Referring expression pointing data:
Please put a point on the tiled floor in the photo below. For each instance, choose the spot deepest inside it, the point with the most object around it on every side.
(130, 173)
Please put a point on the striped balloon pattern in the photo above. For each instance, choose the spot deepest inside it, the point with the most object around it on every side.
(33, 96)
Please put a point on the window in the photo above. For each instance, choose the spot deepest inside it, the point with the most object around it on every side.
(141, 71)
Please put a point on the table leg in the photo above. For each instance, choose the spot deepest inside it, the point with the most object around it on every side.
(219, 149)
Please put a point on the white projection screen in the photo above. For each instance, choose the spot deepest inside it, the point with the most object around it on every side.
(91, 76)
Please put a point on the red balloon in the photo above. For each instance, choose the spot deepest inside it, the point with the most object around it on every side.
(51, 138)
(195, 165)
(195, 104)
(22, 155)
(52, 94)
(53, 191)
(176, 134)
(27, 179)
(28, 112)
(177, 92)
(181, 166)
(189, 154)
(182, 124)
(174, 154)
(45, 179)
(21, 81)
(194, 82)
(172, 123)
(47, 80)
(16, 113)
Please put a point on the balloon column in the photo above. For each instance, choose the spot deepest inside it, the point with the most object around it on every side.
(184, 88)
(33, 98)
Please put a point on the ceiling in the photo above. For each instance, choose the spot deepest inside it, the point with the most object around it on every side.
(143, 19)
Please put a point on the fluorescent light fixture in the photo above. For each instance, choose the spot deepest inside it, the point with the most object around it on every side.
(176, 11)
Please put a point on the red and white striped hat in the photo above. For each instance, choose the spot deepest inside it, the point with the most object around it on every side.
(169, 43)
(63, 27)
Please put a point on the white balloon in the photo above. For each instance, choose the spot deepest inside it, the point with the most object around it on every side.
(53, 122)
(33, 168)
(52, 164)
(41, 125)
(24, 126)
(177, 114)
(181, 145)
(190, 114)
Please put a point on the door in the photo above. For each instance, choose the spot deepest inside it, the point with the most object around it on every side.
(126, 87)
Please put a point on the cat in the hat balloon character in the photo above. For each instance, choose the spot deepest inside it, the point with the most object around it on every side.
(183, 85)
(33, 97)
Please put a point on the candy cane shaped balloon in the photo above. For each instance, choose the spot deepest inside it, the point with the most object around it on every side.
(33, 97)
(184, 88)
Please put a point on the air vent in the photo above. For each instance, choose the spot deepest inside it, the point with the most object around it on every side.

YOUR INSTRUCTIONS:
Each record needs to be copied out again, letter for letter.

EXPECTED ANSWER:
Please put a point on the tiled floor in the photo below. For each instance, choose the spot deepest inside it, the point with the most object around it on every side.
(130, 173)
Please put a point on the striped balloon pattern in the photo above. For each instance, choose the spot deepest inside it, the point with the most object around it on every side.
(33, 96)
Please put a point on the window in the photo above. For each instance, choose the spot deepest inside it, the point with the most object around it on every side.
(141, 71)
Please put a point on the table leg in the photo above. For each instance, choose the spot deepest inside it, the point with the most object around it on every side.
(219, 149)
Please put a point on the white projection screen in the photo above. For each instance, choose the spot deepest inside it, the point with the most object around it on every side.
(91, 76)
Please put a point on the red balloon in the photo above. For each instance, choose the spot deepest inside it, the point with the most object around it on every side.
(51, 138)
(195, 165)
(195, 104)
(22, 155)
(52, 94)
(53, 191)
(176, 134)
(27, 179)
(28, 112)
(177, 92)
(181, 166)
(189, 154)
(182, 124)
(174, 154)
(45, 179)
(21, 81)
(194, 82)
(172, 123)
(47, 80)
(16, 113)
Please put a point on the balloon column in the photo above. For each instance, choose the spot deepest inside it, the point with the most object around it on every side.
(184, 88)
(33, 98)
Please put a point on the ceiling in the photo above. For each instance, choose the spot deepest inside it, the point with the most object around it on every side.
(143, 19)
Please put a point on the fluorescent light fixture in the photo above. For each instance, choose the spot deepest inside it, the point with the most object around it on every side.
(176, 11)
Please put a point on the red and white striped hat in the photo above. For each instance, choose the spot deepest inside it, the point with the most object around it on every side.
(169, 43)
(63, 27)
Please put a point on the white balloon in the photo above. For each instance, choose the spot deepest inside it, the point with the most object around it on every side.
(53, 122)
(33, 168)
(52, 164)
(41, 125)
(24, 126)
(177, 114)
(181, 145)
(190, 114)
Please put a point on the door in the photo above. For each instance, choose the spot deepest inside it, the point with the most object around it on every side.
(126, 87)
Please put a point on the cat in the hat balloon character in the photo above. For each instance, choose the spot deepest inside it, the point with the most object around it on every side.
(183, 85)
(33, 97)
Please put a point on the candy cane shaped balloon in the photo above. For each instance, choose the spot deepest inside it, the point with the most object around it on every side.
(33, 97)
(184, 88)
Please put a point on the air vent in the photo above. For each instance, choose the spot deepest inside it, the point with the most object around it on every side.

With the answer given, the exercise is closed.